=== INSTRUCTIONS FOR THE TASK ===
Print all the records exactly as they stand.

=== Collected data ===
● ● ● ● ● ● ●

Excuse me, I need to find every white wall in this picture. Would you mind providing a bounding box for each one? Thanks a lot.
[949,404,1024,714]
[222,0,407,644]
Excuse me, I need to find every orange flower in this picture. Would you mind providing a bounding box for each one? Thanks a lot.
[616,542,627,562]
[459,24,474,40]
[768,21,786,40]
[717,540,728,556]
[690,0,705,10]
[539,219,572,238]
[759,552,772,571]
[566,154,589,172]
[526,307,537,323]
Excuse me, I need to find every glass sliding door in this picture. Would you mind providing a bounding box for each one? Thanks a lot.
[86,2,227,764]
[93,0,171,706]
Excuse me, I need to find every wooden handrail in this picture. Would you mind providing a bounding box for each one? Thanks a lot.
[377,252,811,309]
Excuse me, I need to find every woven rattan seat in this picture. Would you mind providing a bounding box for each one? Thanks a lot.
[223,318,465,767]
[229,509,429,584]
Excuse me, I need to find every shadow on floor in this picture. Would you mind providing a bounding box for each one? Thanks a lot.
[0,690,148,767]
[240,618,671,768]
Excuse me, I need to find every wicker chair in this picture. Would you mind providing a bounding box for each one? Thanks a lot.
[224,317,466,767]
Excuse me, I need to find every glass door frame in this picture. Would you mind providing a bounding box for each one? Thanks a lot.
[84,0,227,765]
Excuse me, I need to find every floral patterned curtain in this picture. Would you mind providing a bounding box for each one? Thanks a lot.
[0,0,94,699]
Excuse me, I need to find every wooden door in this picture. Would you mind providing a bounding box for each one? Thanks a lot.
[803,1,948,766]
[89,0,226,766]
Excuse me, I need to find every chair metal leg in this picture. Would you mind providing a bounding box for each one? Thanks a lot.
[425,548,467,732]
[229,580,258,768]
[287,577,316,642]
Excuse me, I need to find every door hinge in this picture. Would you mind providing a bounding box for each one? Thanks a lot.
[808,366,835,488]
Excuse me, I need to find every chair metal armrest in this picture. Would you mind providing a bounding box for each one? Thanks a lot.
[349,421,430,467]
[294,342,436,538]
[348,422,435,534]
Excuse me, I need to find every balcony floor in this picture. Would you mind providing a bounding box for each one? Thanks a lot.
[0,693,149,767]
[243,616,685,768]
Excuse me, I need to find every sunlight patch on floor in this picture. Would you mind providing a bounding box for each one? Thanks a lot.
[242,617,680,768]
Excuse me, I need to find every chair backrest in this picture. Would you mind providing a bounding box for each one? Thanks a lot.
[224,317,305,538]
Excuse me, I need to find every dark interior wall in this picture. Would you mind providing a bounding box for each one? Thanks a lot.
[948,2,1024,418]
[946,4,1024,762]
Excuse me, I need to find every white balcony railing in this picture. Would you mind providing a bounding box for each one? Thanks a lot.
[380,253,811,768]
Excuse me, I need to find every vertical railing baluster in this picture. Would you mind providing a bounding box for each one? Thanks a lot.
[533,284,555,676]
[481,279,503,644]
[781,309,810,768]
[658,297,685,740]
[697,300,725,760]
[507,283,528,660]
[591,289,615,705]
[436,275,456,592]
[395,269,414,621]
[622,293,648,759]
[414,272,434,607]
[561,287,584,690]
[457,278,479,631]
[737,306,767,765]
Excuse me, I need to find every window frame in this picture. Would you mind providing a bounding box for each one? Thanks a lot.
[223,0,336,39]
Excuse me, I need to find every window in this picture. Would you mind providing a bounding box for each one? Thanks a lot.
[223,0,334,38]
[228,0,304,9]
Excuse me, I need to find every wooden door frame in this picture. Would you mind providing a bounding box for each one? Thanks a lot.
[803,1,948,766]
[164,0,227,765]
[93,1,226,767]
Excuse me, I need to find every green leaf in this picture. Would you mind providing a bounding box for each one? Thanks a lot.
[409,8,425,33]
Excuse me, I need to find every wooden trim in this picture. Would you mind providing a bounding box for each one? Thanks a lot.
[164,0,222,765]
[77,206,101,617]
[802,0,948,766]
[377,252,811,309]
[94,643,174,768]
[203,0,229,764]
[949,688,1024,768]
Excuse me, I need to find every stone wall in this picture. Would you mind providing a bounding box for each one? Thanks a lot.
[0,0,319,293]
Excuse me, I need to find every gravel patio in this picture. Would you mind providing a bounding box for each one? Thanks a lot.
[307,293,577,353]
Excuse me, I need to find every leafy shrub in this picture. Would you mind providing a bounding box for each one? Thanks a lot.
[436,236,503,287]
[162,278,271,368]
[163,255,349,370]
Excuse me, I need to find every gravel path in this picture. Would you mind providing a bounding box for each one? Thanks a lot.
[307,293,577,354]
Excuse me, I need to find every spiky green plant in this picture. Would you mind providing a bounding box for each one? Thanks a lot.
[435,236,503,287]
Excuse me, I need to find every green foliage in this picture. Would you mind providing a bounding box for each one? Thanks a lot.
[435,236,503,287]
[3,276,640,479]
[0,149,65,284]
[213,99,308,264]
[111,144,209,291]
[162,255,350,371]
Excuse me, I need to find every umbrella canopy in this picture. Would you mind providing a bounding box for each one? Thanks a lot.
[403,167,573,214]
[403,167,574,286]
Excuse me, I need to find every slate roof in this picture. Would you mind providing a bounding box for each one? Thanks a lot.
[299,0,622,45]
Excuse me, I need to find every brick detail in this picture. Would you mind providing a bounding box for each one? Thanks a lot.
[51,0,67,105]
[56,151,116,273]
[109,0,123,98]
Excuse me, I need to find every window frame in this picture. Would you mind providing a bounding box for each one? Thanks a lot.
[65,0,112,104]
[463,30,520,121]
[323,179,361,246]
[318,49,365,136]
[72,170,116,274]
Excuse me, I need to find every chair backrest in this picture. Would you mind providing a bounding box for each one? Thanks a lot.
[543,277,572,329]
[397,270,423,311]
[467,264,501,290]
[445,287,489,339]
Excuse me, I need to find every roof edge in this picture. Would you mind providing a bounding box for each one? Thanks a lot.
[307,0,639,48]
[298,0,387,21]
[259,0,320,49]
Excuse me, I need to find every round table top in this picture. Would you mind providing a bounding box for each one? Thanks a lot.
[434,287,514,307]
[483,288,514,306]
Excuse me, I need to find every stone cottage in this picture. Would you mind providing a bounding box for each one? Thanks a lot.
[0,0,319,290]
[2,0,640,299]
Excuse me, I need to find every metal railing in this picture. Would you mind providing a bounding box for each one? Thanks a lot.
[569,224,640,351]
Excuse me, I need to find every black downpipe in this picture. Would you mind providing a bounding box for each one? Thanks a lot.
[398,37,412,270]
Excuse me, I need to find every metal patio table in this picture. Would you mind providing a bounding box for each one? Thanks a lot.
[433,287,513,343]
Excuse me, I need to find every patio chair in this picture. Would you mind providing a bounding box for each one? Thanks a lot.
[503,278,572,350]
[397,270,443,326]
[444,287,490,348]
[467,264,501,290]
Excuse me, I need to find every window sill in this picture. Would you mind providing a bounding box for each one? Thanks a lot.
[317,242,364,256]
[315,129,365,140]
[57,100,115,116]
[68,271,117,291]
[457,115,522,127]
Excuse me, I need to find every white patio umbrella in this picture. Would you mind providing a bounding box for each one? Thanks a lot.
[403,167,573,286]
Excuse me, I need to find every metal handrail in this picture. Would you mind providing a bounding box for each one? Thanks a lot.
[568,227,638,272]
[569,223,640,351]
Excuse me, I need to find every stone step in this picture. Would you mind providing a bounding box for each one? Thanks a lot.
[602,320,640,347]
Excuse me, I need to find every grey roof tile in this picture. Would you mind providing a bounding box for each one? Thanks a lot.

● ● ● ● ● ● ●

=== THE COMPLETED TASK ===
Excuse me, I need to find every white wall in this picture. Would you mind providing a bounding box for each one? Thanks a lot.
[949,404,1024,714]
[222,0,407,644]
Excuse me, I need to find every orange flower in this picture. Would you mind providing a bounding box for each one? Thanks a lot.
[616,542,627,562]
[459,24,474,40]
[768,21,786,40]
[717,540,728,556]
[690,0,705,10]
[539,219,572,238]
[759,552,772,571]
[566,154,589,172]
[526,307,537,323]
Excuse me, I need to find every glass sliding door in this picture. Would you mind providing a bounding box for each one? Thanks a lot.
[86,2,227,764]
[93,0,171,706]
Excuse me, I need to find every wooden handrail in this picture. Would you mind providing a bounding box for each one? Thanks a lot.
[377,252,811,309]
Excuse me, I need to find every woven rattan seat in this picture. Would you mind providing a bounding box for each one? Thanks a lot.
[223,318,465,767]
[229,509,429,584]
Excuse me, I need to find every shadow on floor in this picture. Would you mind providing a bounding box for each one? Thanks a lot.
[0,690,148,767]
[240,618,671,768]
Excuse me, I need to find every wicker chair in this picture. Would you mind providing a bounding box for each one? Thanks a lot.
[224,317,466,767]
Excuse me, I need to find every glass door frame in this picture. Would you mind providing a bounding box for each one? Thanks a lot.
[84,0,227,765]
Excuse me, I need to find every floral patterned curtain in this picture. Would you mind providing a bounding box for each one? Thanks a lot.
[0,0,94,699]
Excuse me, I need to find every wooden door in this picture. Would you mind providing a bounding box for each one? Thanks a lot.
[803,1,948,766]
[89,0,226,766]
Excuse me, I need to find every chair metal leg in this picture. Would you mind providing a bounding box for each one? Thanks a lot.
[425,548,467,732]
[229,580,258,768]
[287,577,316,642]
Excuse me, I need to find every door hinge in this picture. Would you mind providing a bounding box for each one? Thanks a lot.
[808,366,835,488]
Excuse me, I need to find every chair metal armrest in this picture. Would you mind providing a bounding box for each one? Thanks a lot.
[349,421,430,467]
[294,342,436,538]
[348,422,435,534]
Excuse me, I need to find every balcony floor in this picture. Would you mind providing a bounding box for each one? Thanks a lot.
[0,693,149,767]
[243,616,685,768]
Excuse me, I need to find every sunlight patch on floor in this picture. Would you mind providing a bounding box for each one? Thanks a lot.
[242,617,680,768]
Excuse me, I need to find every chair backrest in this picture. Would you mind providing a bounding box for each one? Thanks a lot.
[224,317,305,538]
Excuse me, I need to find every dark interior wall in this picture. Would you mind providing a bounding box for each one? Thanks a lot.
[948,2,1024,418]
[946,4,1024,762]
Excuse me, I need to find every white balcony railing in this picture. Would you mind providing a bounding box for each one? Thanks a lot.
[380,253,811,768]
Excuse me, I need to find every vertical railing baluster in this picture. Would you mind providing a bounding box for each one? Thanks a lot.
[533,284,555,676]
[481,279,503,644]
[781,309,810,768]
[658,297,685,740]
[697,300,725,760]
[507,283,528,660]
[591,289,615,705]
[436,275,456,592]
[395,269,414,621]
[622,293,648,759]
[414,272,434,607]
[561,287,584,690]
[457,278,479,631]
[737,306,767,765]
Excuse me, I need to find every window frame in this picture. Would you mind providing a bounding box for each one? Thanks a lot.
[223,0,336,39]
Excuse me, I need to find every window in this picture. Would you mind providing a bounding box for each one? Thanks a lot.
[223,0,334,38]
[228,0,304,9]
Excuse me, I need to find every wooden door frame in this picture. Would you mind providing a bounding box for each one? Thanks a lot.
[803,1,948,766]
[164,0,227,765]
[93,1,226,767]
Excuse me, I need to find every green leaf in this picture. Would you mind providing a bounding box for each one? Thanks a lot.
[409,8,425,33]
Excuse me, I need to find every wooden trim in this picture. Would you mind providing a bounding box for each one? Thanks a lot.
[164,0,222,765]
[77,206,101,617]
[802,0,948,766]
[377,252,811,309]
[94,643,174,768]
[203,0,229,764]
[949,688,1024,768]
Excuse me, I need to find every stone wall in this picture. Would you mind providing a bounding box for each one? Thanks a lot.
[0,0,319,293]
Excuse me, I need to find every gravel patio in this picture. Would you mind providing a bounding box for each one? Thanks a lot.
[307,293,577,353]
Excuse me, I need to find every leafy shrub in this picture. Would you mind providing a bounding box for each one? Thanks a lot.
[436,236,503,287]
[162,278,271,368]
[163,255,349,370]
Excuse me, I need to find every gravel path in this picture. Would you mind providing a bounding box for each one? Thanks a lot.
[307,293,577,354]
Excuse me, I need to find every spiky green plant in this picture. Would you mind providing a bounding box for each one? Thanks a lot.
[435,236,503,287]
Excuse me, I need to find every green foliage in this picture. Would you mind providing a bounding box for each one? Thanks a lot.
[435,236,503,287]
[3,276,640,479]
[0,149,65,284]
[213,99,308,264]
[111,144,209,291]
[162,255,350,371]
Excuse me, I need to find every umbrella canopy in this picture. Would you mind providing a bounding box for each one? Thanks a lot.
[403,167,573,214]
[403,167,574,286]
Excuse me, I need to find every slate roof in this picture. Would you mind providing a bounding box for each one? Thanks a lot.
[299,0,622,45]
Excuse me, I need to find every brick detail in this picture. Would you mind providing a bounding box for each one? Thanks a lot.
[51,0,67,105]
[56,151,116,273]
[109,0,123,98]
Excuse me, I need to find every window frame in this picture. Would you mind providing a bounding box for each one? Thanks a lot.
[65,0,112,104]
[463,30,520,121]
[323,179,361,246]
[318,49,365,136]
[72,170,116,274]
Excuse me, I need to find every chair backrest in this picture. Would you mind providing a bounding box for each one? Thanks a lot.
[543,277,572,329]
[397,270,423,311]
[467,264,501,290]
[445,287,489,339]
Excuse me, I need to find every roof edge in this picture. Would you mind providing a bounding box for each one? Thanks a lot.
[307,0,639,48]
[298,0,387,21]
[259,0,320,49]
Excuse me, I need to find every round table top in this picture. Would you mind providing a bounding box for each one? Thanks a lot.
[434,287,514,307]
[483,288,514,306]
Excuse me, I need to find every stone cottage in this picture. Would you mind providing a bounding box for each one? Thanks a lot.
[0,0,319,290]
[2,0,640,299]
Excuse me, I need to find every metal railing in this picture. Would you mind providing a bounding box for each one? Thanks a lot.
[569,224,640,351]
Excuse me, I need to find every black downpipe in this picture. Would you mind providing a bounding box for each one? Thanks a lot.
[398,37,412,270]
Excuse me, I need to find every metal patio table in this picture. Would you mind providing a bounding box for each one? Thanks a lot.
[433,287,513,343]
Excuse me, I need to find every patio chair in this picture. Would you mind providing a bounding box for each one? Thanks a lot.
[503,278,572,350]
[397,270,443,326]
[444,287,490,348]
[467,264,501,290]
Excuse me, I need to find every window sill in this picture. Would you mind providing a bounding box for each one? Thanks a lot.
[317,242,364,256]
[315,129,365,140]
[57,100,115,116]
[68,271,117,291]
[457,115,522,127]
Excuse me, I need to find every white patio umbrella in this picture. Would you mind providing a bounding box for each one? Thanks a lot.
[403,167,573,286]
Excuse me, I need to find every metal handrail in this picture. Would you mind providing a bounding box for each one? Thanks a lot.
[568,227,638,272]
[569,223,640,351]
Excuse me, I need to find every stone step in this picture. Would you mind providing a bounding box for each one? Thanks a lot.
[602,320,640,347]
Excuse me, I need to find every grey roof tile in this picture. Would you mind providing a bounding box for each one? Thanks a lot.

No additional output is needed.